== Job ==
Copy the lines from the one containing "hand in the photo above." through the last line, requests included, shifting every coordinate in the answers by adding 20 to each number. Leave the pictures out.

== Exercise inputs ==
○ ○ ○
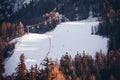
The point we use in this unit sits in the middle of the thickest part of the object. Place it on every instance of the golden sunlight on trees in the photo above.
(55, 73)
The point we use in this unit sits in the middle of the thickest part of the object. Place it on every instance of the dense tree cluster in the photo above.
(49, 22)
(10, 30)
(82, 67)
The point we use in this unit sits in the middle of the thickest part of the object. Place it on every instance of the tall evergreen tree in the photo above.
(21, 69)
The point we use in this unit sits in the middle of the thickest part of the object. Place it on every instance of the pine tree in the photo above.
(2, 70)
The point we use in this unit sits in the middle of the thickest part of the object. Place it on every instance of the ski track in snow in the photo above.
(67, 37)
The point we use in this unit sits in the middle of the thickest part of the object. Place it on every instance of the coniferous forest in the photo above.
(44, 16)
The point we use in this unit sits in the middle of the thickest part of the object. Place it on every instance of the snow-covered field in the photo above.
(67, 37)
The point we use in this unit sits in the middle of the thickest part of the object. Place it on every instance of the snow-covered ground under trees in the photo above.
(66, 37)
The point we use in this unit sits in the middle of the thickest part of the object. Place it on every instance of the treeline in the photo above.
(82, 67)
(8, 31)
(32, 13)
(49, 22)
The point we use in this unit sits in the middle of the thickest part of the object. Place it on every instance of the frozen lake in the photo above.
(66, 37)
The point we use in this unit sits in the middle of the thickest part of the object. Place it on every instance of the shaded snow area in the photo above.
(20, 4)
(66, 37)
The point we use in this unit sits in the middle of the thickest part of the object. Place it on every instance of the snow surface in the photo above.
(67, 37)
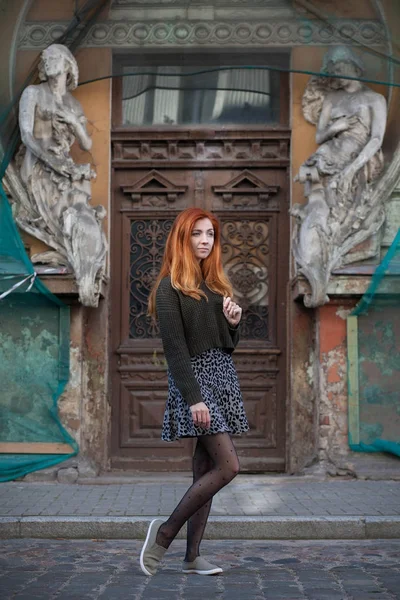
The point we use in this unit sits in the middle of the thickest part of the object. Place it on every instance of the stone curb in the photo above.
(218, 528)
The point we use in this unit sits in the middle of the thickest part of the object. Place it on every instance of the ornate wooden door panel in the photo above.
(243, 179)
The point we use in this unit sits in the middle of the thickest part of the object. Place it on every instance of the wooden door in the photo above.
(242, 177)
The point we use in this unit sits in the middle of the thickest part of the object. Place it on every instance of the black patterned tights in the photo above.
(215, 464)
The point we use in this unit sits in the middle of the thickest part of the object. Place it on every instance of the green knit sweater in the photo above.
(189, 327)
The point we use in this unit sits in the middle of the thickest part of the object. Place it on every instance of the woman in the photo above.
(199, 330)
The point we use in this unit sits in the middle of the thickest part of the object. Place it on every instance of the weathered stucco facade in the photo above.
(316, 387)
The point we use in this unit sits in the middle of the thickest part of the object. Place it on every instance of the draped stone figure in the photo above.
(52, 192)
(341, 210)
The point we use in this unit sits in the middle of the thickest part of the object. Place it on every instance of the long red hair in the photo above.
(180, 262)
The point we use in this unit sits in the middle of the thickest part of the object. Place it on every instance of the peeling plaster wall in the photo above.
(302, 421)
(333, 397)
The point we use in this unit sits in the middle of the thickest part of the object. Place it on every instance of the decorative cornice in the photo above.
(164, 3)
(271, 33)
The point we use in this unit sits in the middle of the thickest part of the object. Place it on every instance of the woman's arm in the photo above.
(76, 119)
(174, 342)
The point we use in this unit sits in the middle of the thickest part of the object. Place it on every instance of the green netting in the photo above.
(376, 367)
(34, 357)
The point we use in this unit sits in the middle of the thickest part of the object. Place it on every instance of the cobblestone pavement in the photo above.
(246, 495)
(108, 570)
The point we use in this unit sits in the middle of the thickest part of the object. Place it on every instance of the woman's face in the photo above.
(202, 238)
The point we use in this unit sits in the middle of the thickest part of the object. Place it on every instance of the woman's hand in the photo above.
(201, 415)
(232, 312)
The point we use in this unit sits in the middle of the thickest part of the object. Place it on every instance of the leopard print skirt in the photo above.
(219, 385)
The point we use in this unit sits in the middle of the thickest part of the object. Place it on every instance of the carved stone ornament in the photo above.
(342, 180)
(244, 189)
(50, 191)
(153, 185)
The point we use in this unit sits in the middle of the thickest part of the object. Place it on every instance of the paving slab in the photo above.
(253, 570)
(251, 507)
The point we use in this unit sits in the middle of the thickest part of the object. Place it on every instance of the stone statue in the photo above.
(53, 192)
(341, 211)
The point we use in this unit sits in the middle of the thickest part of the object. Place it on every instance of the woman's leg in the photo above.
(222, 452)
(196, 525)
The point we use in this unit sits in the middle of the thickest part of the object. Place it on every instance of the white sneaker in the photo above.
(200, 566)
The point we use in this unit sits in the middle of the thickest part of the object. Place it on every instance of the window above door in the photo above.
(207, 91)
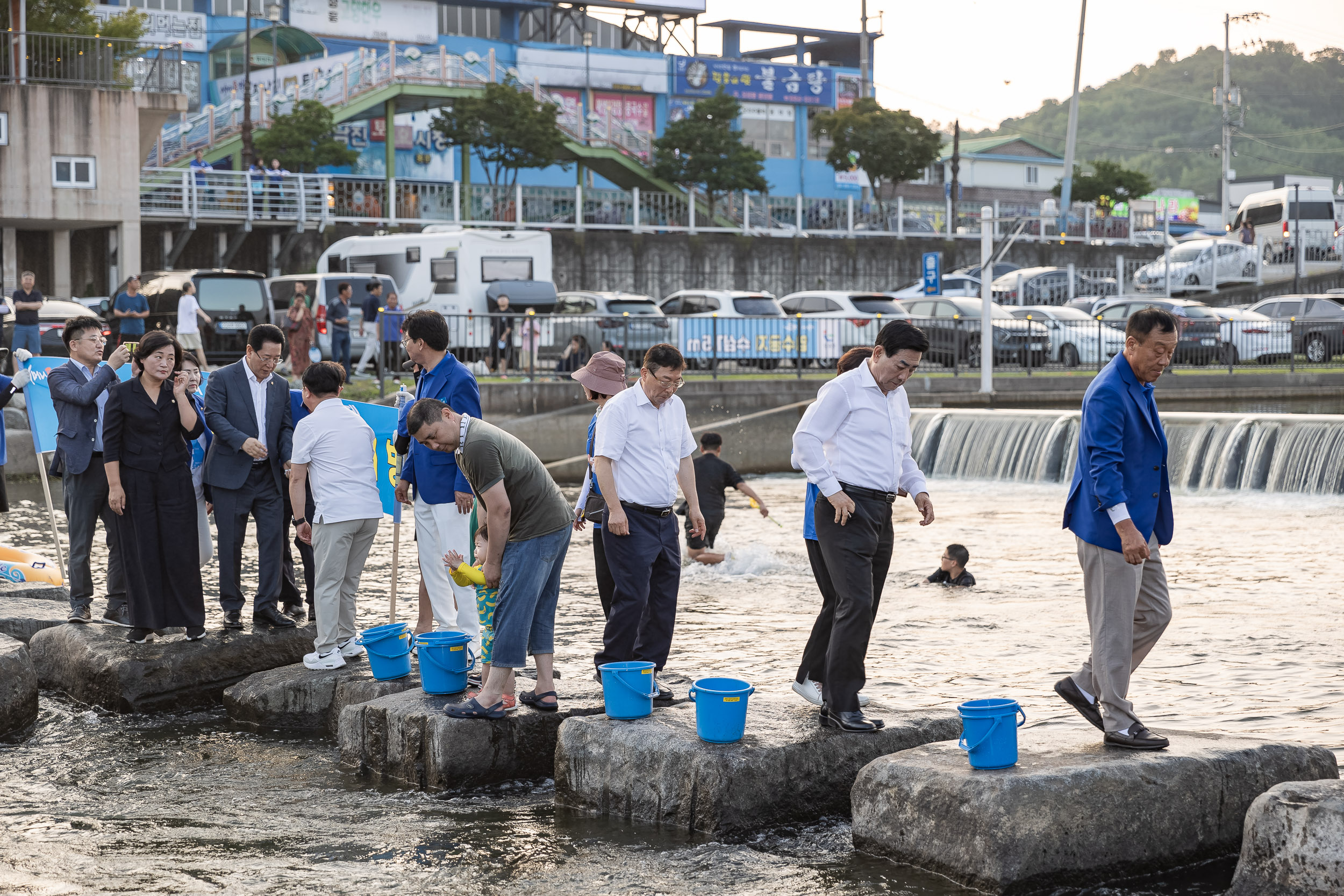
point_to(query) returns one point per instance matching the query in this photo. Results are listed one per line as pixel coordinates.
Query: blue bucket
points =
○ ○ ○
== The reply ==
The point we use in this unit sits in the middle of the thickest part of the object. Place it on every instance of the woman's hand in the photo above.
(221, 435)
(252, 332)
The point we use in this unit sits in the middle of the thickest part of the object. Place it on every instance of the leopard print skirt in the photo above.
(239, 405)
The point we use in this unit sits in the middle of the thickest part of the object. Place it on every instance of the carved stone ornament in the photo above.
(362, 200)
(264, 209)
(70, 211)
(173, 205)
The point we use in this unit sits in the middle of the thickest part of the object. Place it on every instance of the paving slab in the photo above.
(273, 590)
(271, 527)
The point we use in this unit sits in the middle of the thickest part of the object. Place it on every instance of the stone statue in the photo above.
(73, 212)
(361, 231)
The point we use in this unit sits in the middle of the thickest part of the object. Place it on every instance of the woman's leg in the photo above.
(242, 472)
(216, 545)
The point we use in this unit sits in the middle of the thickest part of the object. Place it on every instance of the white sneaker in the photo above.
(220, 586)
The point we use in this unit sits in the middle of the thickest part of the object. Place it on every instance of the window above door in the photo above.
(227, 111)
point_to(query) returns one point per instance matching the query in this photo. Results are listed one per line as pixel coordinates.
Query: blue bucket
points =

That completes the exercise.